--- Begin Data supplied ---

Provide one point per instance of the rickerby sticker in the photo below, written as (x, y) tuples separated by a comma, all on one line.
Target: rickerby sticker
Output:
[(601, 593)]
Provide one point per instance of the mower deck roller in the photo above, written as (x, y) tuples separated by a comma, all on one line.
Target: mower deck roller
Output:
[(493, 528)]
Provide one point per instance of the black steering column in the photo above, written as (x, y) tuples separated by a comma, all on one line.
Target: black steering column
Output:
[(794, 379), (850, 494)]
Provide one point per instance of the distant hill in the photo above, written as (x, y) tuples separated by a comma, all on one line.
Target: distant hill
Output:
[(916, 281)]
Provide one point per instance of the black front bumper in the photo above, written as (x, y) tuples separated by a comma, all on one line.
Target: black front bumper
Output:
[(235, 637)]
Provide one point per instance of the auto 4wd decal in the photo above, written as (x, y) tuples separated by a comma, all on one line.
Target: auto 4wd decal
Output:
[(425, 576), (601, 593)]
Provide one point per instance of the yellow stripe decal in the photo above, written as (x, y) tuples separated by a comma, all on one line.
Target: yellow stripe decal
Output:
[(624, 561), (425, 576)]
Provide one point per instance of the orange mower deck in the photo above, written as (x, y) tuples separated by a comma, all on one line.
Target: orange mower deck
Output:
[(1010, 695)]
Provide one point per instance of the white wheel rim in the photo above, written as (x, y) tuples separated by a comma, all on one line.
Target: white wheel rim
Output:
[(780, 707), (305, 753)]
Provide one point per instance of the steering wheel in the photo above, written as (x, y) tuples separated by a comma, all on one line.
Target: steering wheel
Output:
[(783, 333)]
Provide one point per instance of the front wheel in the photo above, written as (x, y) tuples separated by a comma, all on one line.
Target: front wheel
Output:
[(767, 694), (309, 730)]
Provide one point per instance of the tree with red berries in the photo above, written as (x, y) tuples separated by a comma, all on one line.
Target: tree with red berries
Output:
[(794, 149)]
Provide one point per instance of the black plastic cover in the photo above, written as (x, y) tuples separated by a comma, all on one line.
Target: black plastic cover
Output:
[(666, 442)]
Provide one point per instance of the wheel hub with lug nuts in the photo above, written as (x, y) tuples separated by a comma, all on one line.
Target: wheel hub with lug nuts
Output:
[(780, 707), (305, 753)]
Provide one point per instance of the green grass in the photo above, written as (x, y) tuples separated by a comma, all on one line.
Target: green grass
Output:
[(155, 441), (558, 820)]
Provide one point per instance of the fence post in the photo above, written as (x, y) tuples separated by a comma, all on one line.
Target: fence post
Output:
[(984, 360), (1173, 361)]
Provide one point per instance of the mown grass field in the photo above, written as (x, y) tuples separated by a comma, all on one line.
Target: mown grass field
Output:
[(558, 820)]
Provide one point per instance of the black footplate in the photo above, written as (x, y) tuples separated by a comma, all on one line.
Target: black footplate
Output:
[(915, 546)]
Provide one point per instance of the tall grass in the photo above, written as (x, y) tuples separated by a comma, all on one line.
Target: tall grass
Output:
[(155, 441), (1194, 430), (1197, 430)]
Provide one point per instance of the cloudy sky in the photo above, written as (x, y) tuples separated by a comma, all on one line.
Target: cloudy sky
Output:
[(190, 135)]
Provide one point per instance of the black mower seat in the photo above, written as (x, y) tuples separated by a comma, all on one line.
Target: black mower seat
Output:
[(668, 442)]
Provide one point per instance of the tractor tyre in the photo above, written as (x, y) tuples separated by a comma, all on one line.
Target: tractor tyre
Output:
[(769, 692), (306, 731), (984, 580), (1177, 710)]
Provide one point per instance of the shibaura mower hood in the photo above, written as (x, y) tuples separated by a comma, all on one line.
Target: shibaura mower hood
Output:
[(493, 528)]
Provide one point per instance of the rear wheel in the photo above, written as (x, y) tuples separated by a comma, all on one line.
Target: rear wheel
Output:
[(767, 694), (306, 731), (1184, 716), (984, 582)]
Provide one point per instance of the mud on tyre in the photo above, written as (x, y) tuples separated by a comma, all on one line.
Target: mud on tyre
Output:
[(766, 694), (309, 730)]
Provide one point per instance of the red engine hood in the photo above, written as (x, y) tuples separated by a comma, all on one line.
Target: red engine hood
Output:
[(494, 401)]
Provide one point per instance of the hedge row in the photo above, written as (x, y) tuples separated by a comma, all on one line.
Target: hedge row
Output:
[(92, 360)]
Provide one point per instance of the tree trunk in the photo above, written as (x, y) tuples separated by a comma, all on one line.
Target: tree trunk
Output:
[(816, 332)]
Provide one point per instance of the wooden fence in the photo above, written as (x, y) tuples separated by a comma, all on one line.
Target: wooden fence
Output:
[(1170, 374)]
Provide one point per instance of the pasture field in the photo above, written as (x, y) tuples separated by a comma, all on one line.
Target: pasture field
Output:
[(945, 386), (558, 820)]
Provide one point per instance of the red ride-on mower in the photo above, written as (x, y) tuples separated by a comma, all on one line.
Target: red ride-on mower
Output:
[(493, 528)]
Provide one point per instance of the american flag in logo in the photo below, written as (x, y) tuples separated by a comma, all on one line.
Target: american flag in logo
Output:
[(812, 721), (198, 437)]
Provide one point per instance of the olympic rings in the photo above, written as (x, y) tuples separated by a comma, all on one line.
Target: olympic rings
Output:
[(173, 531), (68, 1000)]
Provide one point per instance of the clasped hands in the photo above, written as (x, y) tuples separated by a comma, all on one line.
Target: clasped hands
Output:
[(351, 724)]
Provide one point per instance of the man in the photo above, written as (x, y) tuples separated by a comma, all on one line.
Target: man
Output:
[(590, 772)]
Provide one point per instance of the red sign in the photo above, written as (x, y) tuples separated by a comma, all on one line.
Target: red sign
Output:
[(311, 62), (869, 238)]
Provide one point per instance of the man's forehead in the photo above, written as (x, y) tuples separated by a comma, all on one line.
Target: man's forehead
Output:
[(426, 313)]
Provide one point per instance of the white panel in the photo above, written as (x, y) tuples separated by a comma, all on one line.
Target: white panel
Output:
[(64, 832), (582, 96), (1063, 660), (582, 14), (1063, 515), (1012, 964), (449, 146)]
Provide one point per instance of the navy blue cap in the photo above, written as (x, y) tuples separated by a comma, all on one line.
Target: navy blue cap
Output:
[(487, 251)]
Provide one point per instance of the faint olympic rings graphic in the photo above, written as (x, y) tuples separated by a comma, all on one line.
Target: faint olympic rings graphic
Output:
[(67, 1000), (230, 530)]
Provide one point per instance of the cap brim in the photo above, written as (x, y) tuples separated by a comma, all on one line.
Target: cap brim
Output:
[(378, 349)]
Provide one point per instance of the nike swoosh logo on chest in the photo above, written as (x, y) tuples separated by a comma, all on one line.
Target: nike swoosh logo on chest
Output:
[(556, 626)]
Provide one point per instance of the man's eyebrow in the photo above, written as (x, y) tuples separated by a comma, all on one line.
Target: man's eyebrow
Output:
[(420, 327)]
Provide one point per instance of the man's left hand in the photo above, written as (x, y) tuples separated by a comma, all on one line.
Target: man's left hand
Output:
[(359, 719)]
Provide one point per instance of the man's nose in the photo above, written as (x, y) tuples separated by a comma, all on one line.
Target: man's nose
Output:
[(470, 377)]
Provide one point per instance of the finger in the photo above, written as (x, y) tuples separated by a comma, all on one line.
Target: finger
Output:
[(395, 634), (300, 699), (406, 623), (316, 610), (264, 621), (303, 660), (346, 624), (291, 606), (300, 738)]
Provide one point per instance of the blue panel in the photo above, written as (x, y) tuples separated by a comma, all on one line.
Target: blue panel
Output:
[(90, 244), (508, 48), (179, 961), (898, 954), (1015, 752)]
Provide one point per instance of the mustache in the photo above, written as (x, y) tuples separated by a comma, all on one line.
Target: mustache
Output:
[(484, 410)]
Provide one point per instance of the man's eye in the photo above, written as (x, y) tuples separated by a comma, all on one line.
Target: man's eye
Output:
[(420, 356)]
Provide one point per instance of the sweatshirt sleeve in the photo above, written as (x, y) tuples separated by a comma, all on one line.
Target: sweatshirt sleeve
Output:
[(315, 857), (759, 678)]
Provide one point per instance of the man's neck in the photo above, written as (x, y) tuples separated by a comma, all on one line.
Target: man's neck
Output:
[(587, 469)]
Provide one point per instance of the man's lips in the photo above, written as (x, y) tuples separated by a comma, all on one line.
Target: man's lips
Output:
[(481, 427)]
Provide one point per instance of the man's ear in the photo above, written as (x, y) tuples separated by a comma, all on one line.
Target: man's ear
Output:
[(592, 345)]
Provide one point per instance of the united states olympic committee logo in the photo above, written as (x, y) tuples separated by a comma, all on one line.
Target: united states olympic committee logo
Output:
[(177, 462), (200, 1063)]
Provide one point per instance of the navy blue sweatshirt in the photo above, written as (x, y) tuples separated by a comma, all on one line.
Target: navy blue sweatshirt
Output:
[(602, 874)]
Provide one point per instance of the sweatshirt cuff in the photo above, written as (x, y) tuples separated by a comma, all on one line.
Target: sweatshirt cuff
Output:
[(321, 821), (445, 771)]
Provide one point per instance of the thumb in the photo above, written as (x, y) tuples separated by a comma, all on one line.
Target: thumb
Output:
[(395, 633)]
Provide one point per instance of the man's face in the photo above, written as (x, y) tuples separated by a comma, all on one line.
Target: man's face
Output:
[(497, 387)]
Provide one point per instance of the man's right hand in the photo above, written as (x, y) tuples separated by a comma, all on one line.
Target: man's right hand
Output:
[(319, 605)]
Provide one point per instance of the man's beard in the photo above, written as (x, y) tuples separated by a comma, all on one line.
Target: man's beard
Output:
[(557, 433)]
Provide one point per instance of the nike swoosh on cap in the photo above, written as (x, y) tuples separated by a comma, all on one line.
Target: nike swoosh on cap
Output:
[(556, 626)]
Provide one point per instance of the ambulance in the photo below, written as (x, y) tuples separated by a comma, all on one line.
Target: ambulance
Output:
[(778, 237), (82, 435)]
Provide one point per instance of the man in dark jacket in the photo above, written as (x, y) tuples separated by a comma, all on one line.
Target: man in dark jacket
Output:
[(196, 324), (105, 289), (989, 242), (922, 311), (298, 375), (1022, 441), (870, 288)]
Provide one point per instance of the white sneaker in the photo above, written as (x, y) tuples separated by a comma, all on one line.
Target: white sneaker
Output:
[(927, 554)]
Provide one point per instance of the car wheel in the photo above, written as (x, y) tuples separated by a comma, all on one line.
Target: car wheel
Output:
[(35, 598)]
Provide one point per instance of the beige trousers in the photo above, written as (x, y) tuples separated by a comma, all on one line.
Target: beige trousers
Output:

--- End Data supplied ---

* **Given exercise**:
Reformat the lines above as a numbered list with blank lines dropped, starting at the line containing "Provide one point per instance of the green" and ending at the line containing "[(190, 135)]", both lines included.

* **Solution**:
1. Provide one point per instance of the green grass in the photo above, written as (x, y) tuples separated by a comma, all on one line.
2. Target: green grass
3. Output:
4. [(155, 441), (558, 820)]
5. Provide one point per instance of the fence post in the photo above, written as (x, y) tuples separated by a comma, all on one line.
6. Target: fence post
7. Output:
8. [(984, 360), (1173, 361)]
9. Provide one point per instance of the mown grass field in the photo above, written as (x, y) tuples separated by a comma, all on one line.
10. Target: mown grass field
11. Output:
12. [(558, 820)]
13. Provide one point per instance of the black footplate in the photo above, written as (x, y) tuples separated by a comma, all on one line.
14. Target: black footplate
15. Output:
16. [(915, 546)]
17. Provide one point per instance of the tall grass in the photo above, written as (x, y) tuples separated by a comma, all on one line.
18. Target: tall grass
19. Output:
20. [(155, 441), (1194, 430), (1197, 430)]
21. Provide one point per instance of the cloudy sky in the photo above, written as (x, y) tuples separated by a comma, all on one line.
22. Target: cloudy sky
23. Output:
24. [(190, 135)]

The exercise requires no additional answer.